- **Records provided**:
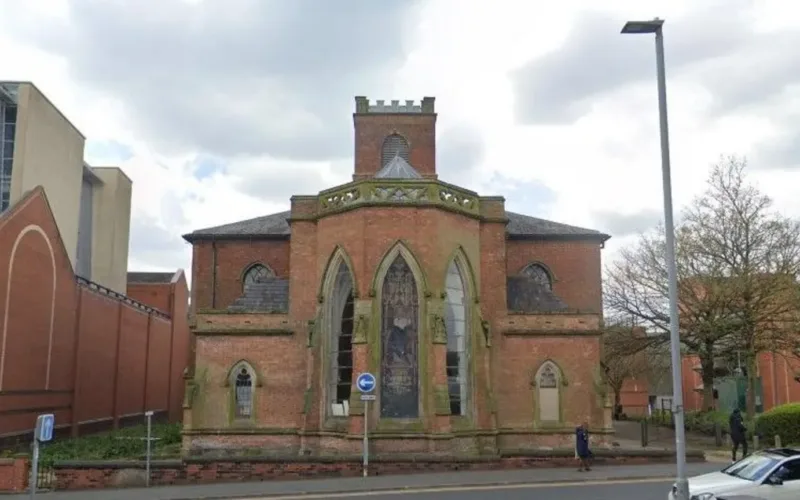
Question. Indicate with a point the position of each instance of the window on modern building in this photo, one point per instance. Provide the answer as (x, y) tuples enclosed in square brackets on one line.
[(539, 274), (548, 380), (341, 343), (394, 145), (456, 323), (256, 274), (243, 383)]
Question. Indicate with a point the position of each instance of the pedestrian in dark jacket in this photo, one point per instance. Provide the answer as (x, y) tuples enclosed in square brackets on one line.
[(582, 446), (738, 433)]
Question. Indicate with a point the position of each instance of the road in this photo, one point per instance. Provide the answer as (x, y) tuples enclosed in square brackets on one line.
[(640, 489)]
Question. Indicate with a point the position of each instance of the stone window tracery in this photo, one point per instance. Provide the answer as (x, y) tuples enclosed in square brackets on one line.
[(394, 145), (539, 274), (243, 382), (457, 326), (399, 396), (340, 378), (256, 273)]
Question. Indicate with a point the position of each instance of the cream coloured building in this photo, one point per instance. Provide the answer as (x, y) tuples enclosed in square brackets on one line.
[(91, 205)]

* * *

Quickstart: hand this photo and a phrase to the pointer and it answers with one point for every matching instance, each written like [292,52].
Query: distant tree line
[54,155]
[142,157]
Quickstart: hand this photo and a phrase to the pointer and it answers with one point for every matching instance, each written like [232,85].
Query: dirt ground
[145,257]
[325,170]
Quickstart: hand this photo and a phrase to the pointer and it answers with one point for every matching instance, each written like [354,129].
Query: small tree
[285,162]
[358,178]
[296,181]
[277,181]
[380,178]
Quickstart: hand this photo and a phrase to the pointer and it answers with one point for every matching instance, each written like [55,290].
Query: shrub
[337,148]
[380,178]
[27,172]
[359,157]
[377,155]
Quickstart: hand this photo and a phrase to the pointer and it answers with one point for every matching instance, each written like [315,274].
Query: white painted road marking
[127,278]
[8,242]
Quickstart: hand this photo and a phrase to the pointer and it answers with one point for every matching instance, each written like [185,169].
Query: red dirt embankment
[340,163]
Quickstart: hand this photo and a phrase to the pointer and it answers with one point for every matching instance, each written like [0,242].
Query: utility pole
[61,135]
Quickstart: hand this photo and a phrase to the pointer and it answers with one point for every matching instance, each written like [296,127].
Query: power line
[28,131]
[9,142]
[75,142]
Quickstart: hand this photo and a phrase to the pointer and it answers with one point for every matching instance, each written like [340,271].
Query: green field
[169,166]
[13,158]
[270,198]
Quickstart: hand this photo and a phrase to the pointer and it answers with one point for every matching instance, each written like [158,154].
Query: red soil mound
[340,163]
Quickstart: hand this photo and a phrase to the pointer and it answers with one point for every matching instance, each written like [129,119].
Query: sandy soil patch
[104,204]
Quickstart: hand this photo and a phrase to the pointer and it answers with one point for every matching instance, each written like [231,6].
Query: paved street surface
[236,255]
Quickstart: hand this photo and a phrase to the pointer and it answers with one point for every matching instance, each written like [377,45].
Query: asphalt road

- **Your goal**:
Taking the listing above as the source, transcribe only the lines starting at the line with "Query: white painted road marking" and going through the line with "written like [296,127].", unaltered and with both ends included.

- **Final answer**:
Query: white painted road marking
[127,278]
[8,242]
Quickstart: hand this photo and a phrase to the pointer and it answers with one point for every matching instance, each written like [185,169].
Query: red dirt embankment
[340,163]
Quickstart: hand this photo and a phrase to the pointer and it answers with one point for every matching instance, each written like [0,242].
Query: utility pole
[61,135]
Quickstart: hand this photo and a phrase to the pointer and it answers with one point for every matching instance, each written like [296,127].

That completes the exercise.